|"Tom Bombadil" by John Howe|
|Other names||Iarwain Ben-adar (S)|
|Titles||The Eldest, Master|
|Location||Underhill, Old Forest|
|Notable for||saving Frodo, Sam, Merry and Pippin from Old Man Willow and the Barrow-wights|
|Clothing||Blue jacket and hat, boots|
|Gallery||Images of Tom Bombadil|
- "Eldest, that's what I am... Tom remembers the first raindrop and the first acorn... he knew the dark under the stars when it was fearless – before the Dark Lord came from Outside."
- ― Tom Bombadil in The Fellowship of the Ring, "In the House of Tom Bombadil"
Tom Bombadil was an enigmatic figure that lived throughout the history of Arda. Living in the depths of the Old Forest, he seemed to possess unequaled power in the land around his dwelling. Although seemingly benevolent, he took no stance against the Dark Lords.
Appearance and traits
- "Old Tom Bombadil is a merry fellow;
Bright blue his jacket is, and his boots are yellow."
- ― Tom Bombadil
Tom looks like a male figure, with a red "ripe" face, with many laughing wrinkles, sporting a long brown beard. His eyes are bright blue. He wears a blue coat and an old tall hat with a long blue feather. His thick legs wear big yellow boots.
He lived in a little house in the Dingle of the Old Forest by the river Withywindle, together with his lovely wife Goldberry.
The Bucklanders had little understanding of his powers and nature. They saw him as a mysterious, unpredictable, but benevolent and comic person; more or less as the Shire-folk thought of Gandalf.
- "He is a strange creature."

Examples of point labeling
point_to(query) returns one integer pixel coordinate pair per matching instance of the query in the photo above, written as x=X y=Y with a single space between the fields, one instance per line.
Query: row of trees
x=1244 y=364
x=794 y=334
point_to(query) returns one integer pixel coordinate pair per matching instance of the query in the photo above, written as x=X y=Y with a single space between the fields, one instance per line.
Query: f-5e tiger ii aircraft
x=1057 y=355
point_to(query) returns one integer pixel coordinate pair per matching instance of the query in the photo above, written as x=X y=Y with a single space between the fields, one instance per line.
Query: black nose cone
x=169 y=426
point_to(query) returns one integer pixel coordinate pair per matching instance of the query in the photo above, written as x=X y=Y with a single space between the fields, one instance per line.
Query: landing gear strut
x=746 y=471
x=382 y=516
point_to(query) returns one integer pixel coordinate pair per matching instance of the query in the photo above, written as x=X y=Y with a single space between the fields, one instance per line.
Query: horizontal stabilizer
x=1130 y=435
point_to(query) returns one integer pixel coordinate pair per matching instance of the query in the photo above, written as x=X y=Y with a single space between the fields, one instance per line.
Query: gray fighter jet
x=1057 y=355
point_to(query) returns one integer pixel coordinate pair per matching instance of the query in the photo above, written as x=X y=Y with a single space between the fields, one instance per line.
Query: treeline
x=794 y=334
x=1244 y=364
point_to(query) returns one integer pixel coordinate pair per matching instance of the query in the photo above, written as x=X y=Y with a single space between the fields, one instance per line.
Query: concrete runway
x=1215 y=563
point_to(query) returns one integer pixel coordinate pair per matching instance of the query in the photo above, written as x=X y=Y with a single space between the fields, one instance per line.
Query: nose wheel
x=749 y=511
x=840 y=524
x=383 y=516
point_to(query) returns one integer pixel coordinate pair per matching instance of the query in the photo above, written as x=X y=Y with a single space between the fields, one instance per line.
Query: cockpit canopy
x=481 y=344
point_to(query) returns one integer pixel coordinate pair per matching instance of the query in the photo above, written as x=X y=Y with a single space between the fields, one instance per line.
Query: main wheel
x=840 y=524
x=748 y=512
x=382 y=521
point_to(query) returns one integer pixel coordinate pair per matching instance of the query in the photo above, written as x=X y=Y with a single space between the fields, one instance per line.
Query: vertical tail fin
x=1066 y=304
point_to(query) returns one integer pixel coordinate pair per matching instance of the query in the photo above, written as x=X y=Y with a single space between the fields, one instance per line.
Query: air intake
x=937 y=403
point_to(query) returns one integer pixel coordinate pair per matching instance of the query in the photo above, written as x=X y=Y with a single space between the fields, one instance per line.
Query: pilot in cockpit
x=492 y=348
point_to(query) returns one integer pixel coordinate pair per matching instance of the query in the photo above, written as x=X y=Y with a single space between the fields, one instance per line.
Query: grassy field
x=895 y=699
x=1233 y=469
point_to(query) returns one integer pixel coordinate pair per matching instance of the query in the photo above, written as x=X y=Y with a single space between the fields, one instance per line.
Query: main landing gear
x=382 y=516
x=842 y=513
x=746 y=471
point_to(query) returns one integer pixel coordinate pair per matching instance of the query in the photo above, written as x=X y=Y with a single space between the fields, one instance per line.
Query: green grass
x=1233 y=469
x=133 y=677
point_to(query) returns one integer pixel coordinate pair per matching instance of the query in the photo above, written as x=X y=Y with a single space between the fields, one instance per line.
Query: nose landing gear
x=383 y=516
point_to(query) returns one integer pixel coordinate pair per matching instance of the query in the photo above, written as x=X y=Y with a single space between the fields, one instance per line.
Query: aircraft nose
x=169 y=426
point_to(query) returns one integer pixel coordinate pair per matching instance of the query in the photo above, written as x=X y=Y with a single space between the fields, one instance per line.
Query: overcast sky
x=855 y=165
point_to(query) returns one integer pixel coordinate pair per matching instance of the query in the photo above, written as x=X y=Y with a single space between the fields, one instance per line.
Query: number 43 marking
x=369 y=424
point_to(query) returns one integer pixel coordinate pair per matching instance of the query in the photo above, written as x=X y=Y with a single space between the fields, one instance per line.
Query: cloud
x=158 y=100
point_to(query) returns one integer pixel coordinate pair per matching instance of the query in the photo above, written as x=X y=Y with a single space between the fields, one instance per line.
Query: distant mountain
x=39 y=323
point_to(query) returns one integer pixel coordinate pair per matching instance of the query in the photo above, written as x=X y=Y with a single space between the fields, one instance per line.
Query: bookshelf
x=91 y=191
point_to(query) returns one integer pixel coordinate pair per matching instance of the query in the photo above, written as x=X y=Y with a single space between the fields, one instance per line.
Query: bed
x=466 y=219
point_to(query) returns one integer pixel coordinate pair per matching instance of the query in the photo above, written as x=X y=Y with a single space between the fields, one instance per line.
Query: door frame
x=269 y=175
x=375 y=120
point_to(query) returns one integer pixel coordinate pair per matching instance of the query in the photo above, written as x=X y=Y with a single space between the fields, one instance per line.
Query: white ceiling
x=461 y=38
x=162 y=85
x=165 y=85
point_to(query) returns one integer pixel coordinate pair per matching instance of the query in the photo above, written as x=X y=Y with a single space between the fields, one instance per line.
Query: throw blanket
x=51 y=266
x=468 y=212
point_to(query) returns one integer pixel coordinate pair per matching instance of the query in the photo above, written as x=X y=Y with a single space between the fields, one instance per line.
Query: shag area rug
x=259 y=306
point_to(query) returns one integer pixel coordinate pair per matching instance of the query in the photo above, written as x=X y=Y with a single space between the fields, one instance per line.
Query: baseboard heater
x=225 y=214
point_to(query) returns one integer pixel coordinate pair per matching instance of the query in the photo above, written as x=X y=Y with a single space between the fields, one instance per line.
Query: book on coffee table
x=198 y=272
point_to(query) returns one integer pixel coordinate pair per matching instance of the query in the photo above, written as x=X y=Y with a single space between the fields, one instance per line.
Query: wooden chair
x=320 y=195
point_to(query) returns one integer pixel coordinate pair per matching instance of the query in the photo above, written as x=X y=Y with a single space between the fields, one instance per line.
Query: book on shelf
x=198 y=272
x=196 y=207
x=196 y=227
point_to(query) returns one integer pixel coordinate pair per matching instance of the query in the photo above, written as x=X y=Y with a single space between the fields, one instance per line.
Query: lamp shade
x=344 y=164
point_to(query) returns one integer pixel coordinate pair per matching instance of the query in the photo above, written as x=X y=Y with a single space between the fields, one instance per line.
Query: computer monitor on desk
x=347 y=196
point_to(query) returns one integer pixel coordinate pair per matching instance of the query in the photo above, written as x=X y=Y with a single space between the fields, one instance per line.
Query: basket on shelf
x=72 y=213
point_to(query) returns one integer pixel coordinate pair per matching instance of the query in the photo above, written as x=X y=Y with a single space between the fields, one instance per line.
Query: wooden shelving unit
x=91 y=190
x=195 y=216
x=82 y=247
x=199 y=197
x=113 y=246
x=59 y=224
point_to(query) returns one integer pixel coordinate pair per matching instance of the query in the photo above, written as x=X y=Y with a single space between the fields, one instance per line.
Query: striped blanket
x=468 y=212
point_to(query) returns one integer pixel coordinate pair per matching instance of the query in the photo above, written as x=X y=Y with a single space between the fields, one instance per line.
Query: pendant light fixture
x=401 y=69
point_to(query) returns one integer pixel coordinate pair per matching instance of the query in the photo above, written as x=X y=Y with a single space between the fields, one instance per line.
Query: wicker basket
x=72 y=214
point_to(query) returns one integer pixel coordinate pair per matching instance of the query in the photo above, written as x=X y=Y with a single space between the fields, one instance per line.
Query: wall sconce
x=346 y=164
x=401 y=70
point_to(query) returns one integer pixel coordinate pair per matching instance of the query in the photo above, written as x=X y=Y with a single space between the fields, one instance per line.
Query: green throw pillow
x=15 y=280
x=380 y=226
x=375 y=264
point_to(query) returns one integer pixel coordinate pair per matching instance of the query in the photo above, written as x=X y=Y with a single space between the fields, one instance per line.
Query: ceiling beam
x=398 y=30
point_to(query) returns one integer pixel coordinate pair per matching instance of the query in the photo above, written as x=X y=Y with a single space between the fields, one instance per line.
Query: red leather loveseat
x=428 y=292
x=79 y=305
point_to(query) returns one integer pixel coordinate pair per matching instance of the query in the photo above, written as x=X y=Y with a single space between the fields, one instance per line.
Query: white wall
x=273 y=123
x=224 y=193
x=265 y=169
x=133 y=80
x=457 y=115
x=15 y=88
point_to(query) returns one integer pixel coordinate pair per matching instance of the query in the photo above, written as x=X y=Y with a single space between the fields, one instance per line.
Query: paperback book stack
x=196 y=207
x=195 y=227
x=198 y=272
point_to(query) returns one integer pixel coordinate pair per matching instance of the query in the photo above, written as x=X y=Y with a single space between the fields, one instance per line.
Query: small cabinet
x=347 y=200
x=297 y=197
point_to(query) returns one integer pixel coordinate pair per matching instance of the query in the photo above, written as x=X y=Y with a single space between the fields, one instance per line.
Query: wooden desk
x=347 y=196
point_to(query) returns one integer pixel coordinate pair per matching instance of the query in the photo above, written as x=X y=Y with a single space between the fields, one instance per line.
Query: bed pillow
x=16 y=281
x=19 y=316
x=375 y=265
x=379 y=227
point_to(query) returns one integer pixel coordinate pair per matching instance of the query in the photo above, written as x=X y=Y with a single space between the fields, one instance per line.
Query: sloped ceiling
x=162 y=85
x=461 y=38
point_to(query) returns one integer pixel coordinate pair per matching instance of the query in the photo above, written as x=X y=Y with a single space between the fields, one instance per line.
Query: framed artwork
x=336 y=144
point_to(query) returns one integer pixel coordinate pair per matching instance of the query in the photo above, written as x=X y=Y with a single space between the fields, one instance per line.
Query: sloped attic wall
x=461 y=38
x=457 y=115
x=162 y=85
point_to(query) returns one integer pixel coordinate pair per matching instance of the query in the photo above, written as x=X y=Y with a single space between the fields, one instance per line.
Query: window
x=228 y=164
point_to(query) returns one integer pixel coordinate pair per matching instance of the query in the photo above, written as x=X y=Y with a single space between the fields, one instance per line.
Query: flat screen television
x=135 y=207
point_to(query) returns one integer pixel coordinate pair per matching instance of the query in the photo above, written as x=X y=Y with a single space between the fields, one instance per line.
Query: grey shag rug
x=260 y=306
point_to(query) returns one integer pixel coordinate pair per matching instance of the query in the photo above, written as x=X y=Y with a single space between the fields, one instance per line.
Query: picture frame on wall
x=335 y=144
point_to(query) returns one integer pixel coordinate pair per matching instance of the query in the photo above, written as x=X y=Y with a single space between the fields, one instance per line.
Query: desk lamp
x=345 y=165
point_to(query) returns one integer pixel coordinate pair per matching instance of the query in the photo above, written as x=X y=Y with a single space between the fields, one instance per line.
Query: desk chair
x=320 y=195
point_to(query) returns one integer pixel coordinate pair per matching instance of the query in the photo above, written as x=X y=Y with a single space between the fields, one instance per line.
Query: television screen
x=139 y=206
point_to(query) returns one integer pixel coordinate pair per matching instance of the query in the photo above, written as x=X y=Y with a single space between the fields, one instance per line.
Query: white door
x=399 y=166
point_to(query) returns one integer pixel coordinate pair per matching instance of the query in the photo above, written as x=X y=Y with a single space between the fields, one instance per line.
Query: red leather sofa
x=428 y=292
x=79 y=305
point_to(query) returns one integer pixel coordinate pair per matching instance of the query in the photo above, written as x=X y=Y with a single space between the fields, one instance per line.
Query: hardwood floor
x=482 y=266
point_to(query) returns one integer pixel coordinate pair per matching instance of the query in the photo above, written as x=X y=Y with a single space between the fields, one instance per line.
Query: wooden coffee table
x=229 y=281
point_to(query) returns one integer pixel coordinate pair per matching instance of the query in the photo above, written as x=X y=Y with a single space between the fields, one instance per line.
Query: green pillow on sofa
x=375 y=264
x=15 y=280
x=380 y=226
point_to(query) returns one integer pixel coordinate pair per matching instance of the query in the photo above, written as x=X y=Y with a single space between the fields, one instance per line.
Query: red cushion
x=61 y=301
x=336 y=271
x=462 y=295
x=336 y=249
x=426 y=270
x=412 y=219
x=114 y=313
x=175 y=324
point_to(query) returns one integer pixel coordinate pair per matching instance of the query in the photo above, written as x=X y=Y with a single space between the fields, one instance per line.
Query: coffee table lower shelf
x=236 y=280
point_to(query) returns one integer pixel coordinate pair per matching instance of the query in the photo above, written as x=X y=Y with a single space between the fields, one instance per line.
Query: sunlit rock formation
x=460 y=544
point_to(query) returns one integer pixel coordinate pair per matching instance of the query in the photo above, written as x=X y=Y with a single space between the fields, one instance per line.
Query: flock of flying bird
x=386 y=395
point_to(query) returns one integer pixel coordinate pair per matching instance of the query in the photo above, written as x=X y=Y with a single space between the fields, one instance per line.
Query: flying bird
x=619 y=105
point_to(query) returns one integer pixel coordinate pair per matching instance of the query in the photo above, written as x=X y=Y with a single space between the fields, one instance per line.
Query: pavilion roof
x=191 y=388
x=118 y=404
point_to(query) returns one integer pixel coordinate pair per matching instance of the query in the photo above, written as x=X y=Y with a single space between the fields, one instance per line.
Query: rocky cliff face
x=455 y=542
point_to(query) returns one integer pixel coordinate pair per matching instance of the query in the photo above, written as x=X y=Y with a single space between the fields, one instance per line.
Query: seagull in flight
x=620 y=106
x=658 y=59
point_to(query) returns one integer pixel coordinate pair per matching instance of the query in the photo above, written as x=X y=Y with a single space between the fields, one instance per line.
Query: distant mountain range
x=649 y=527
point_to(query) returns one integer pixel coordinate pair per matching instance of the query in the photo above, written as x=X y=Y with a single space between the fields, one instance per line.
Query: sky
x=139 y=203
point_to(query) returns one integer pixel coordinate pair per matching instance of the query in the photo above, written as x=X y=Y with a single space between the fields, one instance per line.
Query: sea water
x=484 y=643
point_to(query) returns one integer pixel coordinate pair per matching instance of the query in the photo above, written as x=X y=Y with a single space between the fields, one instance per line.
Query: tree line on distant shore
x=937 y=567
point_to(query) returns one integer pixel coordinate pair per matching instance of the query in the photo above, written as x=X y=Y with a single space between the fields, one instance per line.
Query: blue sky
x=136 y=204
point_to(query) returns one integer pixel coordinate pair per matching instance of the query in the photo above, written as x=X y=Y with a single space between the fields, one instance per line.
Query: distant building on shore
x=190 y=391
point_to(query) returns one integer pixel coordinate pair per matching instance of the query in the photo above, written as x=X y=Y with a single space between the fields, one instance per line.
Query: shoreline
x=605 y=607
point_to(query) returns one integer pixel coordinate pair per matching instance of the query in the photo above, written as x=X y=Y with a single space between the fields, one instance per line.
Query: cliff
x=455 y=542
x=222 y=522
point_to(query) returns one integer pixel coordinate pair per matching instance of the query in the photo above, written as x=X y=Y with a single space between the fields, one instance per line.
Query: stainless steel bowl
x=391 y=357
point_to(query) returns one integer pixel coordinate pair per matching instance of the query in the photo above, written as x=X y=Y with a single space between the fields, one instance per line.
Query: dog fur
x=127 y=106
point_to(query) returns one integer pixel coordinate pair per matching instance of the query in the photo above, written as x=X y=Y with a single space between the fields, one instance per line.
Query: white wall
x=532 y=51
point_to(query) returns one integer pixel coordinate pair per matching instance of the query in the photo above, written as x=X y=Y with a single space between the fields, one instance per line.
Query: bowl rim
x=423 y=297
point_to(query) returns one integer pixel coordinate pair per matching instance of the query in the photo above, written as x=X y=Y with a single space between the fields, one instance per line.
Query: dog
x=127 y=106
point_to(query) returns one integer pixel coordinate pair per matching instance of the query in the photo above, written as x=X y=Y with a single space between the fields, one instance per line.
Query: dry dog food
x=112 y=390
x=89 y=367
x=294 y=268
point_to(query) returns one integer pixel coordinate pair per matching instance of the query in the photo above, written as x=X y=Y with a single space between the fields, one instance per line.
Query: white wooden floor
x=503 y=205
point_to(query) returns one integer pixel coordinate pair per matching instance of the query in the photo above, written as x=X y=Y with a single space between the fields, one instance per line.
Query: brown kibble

### AIM
Reproduce the part of the Tom Bombadil text that starts at "The Bucklanders had" and ends at "thought of Gandalf.". Answer using only the text about Tom Bombadil.

### WRITTEN ANSWER
The Bucklanders had little understanding of his powers and nature. They saw him as a mysterious, unpredictable, but benevolent and comic person; more or less as the Shire-folk thought of Gandalf.